• [Consignes]
1. Recopiez le passage de l'extrait compris entre « Qu’on le veuille ou non, l’opposition entre » et « les sociétés humaines. », bornes incluses.
2. Relevez toutes les personnes désignées par leur nom dans l'extrait.

• [Extrait]
● ● ●

Qu’on le veuille ou non, l’opposition entre le droit à la liberté religieuse et la Royauté sociale du Christ sur les sociétés est inscrite dans les textes.
Réponse à l’abbé Gleize et retour sur l’épineux sujet de la liberté religieuse ». Tel est l’intitulé de l’article paru sur la page du 20 avril 2024 du site « Claves » de la Fraternité Saint Pierre, article signé par le Révérend Père Antoine-Marie De Araujo, de la Fraternité Saint Vincent Ferrier. Ce dernier entreprend de défendre l’argumentation du Père de Blignières, qualifiée de « séduisante mais trompeuse » par le Courrier de Rome, dans son numéro de février dernier. Le Père de Blignières, fondateur de la Fraternité susnommée, entendait prouver que le droit à la liberté religieuse, enseigné par la Déclaration Dignitatis humanae du concile Vatican II, ne s’opposerait pas à la Royauté sociale du Christ sur les sociétés humaines.
Qu’on le veuille ou non, l’opposition est inscrite dans les textes. Elle réside substantiellement en ceci. Jusqu’au concile Vatican II, la doctrine sociale de l’Eglise obligeait à tenir que seule la religion catholique, parce que vraie, avait le droit de s’exprimer publiquement, en bénéficiant de la reconnaissance officielle des pouvoirs publics. Les autres religions, parce que fausses, n’avaient pas ce droit et pouvaient bénéficier tout au plus de la tolérance des pouvoirs publics. L’enseignement du concile Vatican II, tel qu’il figure dans la Déclaration Dignitatis humanae, revendique le droit de ne pas être empêché de s’exprimer publiquement pour toute religion, dans la mesure où cette expression est celle d’une personne humaine.
Mgr Lefebvre ne fut pas le seul à dénoncer la rupture introduite sur ce point par Vatican II. Les deux apôtres laïcs – pourrait-on dire – de ce combat furent, avec Jean Madiran et après lui, Michel Martin dans les colonnes de De Rome et d’ailleurs et l’inlassable Arnaud de Lassus (1921–2017) dans celles de l’Action Familiale et Scolaire. A trois reprises[1], Arnaud de Lassus fit lui-même état du jugement du Père Joseph de Sainte-Marie, auteur d’une étude approfondie, publiée dans le numéro 162 d’octobre 1976 du Courrier de Rome, et intitulée : « Le concile Vatican II échappe-t-il à l’accusation de libéralisme ? ». Ce texte fut reproduit deux fois, dans les numéros de juillet-août 1987 et d’hiver 1991–1992 de la revue Itinéraires. Il figure encore en bonne place sur le site « Salve regina », fondé en 2001 par des prêtres et des séminaristes de la Fraternité Saint-Pierre[2]. Mais de cela, les Pères de la Fraternité Saint Vincent Ferrier ne soufflent mot.

● ● ●

• [Extraits des lignes]

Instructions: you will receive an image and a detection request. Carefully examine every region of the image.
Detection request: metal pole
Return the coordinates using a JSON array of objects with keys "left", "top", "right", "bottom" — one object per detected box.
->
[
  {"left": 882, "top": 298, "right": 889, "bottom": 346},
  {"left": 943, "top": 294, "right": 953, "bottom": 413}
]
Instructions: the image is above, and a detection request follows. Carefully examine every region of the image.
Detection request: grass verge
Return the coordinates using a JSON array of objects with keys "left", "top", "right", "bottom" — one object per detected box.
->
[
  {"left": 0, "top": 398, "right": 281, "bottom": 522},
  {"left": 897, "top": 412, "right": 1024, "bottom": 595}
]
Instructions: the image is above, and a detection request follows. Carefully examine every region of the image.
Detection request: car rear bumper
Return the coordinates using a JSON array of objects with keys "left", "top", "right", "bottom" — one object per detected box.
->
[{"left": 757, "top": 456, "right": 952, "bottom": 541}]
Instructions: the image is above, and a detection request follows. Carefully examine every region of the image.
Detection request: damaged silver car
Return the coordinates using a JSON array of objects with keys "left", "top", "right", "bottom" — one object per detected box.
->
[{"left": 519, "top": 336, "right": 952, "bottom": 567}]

● ● ●

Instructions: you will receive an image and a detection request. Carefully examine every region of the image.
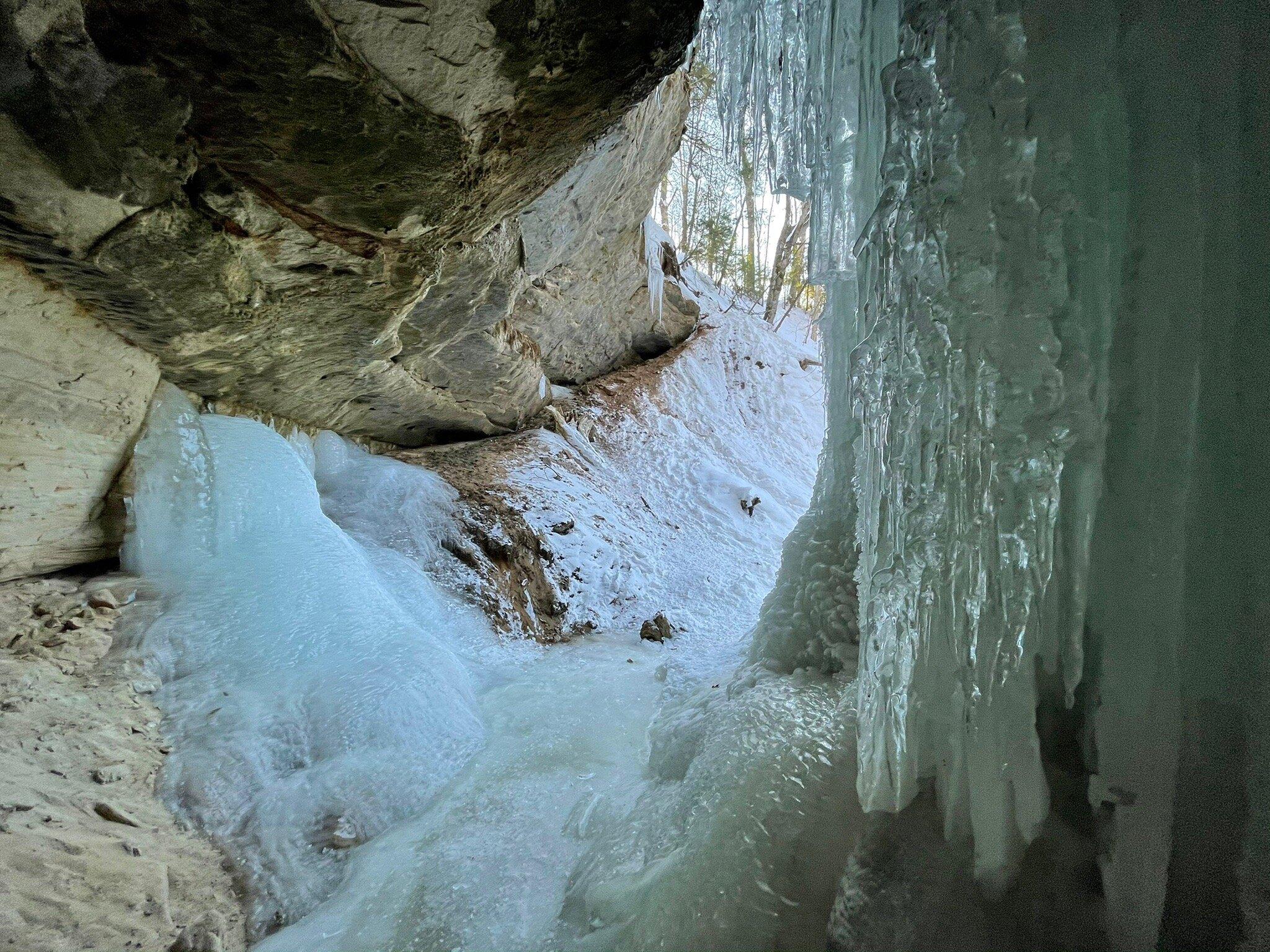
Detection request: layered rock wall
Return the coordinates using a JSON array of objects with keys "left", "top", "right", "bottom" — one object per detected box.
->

● ● ●

• [Réponses]
1.
Qu’on le veuille ou non, l’opposition entre le droit à la liberté religieuse et la Royauté sociale du Christ sur les sociétés est inscrite dans les textes.
Réponse à l’abbé Gleize et retour sur l’épineux sujet de la liberté religieuse ». Tel est l’intitulé de l’article paru sur la page du 20 avril 2024 du site « Claves » de la Fraternité Saint Pierre, article signé par le Révérend Père Antoine-Marie De Araujo, de la Fraternité Saint Vincent Ferrier. Ce dernier entreprend de défendre l’argumentation du Père de Blignières, qualifiée de « séduisante mais trompeuse » par le Courrier de Rome, dans son numéro de février dernier. Le Père de Blignières, fondateur de la Fraternité susnommée, entendait prouver que le droit à la liberté religieuse, enseigné par la Déclaration Dignitatis humanae du concile Vatican II, ne s’opposerait pas à la Royauté sociale du Christ sur les sociétés humaines.

2.
- l'abbé Gleize
- le Révérend Père Antoine-Marie De Araujo
- le Père de Blignières
- Mgr Lefebvre
- Jean Madiran
- Michel Martin
- Arnaud de Lassus
- le Père Joseph de Sainte-Marie